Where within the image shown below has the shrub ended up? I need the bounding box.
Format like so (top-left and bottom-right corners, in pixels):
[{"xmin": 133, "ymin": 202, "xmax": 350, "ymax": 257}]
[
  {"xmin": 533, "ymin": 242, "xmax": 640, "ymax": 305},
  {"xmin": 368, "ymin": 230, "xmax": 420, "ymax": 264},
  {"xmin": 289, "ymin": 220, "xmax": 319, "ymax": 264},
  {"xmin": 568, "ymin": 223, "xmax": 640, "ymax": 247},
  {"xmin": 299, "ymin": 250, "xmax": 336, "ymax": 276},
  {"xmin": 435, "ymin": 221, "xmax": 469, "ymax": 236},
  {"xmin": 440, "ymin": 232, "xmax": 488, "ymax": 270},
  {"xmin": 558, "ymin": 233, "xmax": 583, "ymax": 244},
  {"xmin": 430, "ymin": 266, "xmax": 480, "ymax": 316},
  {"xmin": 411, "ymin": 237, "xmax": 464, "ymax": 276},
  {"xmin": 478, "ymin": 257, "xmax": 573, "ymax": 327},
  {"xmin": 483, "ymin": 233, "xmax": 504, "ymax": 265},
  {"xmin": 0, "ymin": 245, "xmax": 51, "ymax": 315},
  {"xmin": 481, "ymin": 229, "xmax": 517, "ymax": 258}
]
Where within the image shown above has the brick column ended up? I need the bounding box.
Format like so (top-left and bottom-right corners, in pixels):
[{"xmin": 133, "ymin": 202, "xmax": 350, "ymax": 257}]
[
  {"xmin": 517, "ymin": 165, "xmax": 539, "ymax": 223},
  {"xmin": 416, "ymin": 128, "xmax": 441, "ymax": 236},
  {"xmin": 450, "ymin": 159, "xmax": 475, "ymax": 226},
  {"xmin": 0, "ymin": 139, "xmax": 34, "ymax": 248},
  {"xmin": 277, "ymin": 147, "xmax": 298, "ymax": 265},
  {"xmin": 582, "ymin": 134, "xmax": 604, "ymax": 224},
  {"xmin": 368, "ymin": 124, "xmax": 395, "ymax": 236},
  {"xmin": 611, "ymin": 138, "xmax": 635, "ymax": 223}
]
###
* _Work instruction_:
Search the entries above for the word "Where" and count the lines that hold it. Reply with only that number.

* _Reply to the task_:
2